■ Directions for this task
Reproduce the records from their first line through the line containing "<point>83,33</point>", including both of those lines.

Records excerpted from a collection

** Begin **

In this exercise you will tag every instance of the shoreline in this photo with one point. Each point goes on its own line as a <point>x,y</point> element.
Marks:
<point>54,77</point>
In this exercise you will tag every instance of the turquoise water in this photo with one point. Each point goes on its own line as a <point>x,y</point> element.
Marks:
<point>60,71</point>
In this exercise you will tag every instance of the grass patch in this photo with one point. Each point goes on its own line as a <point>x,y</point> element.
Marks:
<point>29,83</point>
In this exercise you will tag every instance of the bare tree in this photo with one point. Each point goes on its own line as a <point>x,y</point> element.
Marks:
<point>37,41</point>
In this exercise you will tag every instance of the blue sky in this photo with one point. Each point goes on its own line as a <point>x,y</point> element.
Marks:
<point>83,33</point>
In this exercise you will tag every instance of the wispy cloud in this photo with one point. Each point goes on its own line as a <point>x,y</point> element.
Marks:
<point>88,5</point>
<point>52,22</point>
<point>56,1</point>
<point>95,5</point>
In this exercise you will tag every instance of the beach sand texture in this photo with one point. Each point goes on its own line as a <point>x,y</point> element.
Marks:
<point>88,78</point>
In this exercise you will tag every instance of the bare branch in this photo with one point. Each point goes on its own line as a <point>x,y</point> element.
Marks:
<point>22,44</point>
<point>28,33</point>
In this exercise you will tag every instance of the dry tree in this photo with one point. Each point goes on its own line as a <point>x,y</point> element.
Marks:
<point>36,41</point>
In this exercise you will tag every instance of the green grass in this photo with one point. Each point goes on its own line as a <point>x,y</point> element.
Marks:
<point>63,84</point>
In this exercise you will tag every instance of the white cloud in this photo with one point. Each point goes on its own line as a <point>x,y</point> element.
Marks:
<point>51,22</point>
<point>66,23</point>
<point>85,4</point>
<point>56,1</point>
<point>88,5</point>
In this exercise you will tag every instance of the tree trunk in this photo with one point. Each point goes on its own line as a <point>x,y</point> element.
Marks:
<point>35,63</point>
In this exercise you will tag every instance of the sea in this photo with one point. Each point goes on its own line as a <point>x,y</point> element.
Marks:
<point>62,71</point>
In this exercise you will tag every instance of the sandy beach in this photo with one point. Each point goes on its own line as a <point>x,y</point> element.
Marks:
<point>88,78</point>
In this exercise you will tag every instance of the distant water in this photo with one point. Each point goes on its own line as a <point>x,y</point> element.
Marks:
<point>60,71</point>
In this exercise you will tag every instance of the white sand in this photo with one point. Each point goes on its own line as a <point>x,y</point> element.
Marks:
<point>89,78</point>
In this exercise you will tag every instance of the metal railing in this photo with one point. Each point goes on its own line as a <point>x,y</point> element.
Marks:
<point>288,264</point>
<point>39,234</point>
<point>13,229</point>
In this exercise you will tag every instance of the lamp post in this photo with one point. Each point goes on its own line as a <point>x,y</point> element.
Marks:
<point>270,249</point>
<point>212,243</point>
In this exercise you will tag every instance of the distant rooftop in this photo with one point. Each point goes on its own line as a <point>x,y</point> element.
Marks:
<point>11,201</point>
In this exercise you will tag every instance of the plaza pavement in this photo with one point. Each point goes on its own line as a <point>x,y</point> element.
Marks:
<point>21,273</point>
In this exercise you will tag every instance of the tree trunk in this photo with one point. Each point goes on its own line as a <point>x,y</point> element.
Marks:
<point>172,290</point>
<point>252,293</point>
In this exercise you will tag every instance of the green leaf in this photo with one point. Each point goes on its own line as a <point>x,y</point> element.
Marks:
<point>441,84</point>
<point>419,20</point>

** End **

■ Result of the exercise
In this exercise you will tag every instance of the shoreline in this photo with one point. Each point goes on its own line as a <point>x,y</point> element.
Marks:
<point>54,77</point>
In this exercise you will tag every instance of the turquoise water in this photo with one point. Each point goes on its own line as a <point>x,y</point> element.
Marks:
<point>60,71</point>
In this exercise you will tag every instance of the grass patch in this photo with one point. Each point goes on its own line as a <point>x,y</point> element.
Marks:
<point>29,83</point>
In this exercise you will tag every instance of the bare tree in this photo with one point. Each point goes on its own line as a <point>x,y</point> element.
Marks:
<point>37,41</point>
In this exercise you will tag every instance of the blue sky in this photo with one point. Each point goes on its own line as a <point>x,y</point> element.
Marks:
<point>83,33</point>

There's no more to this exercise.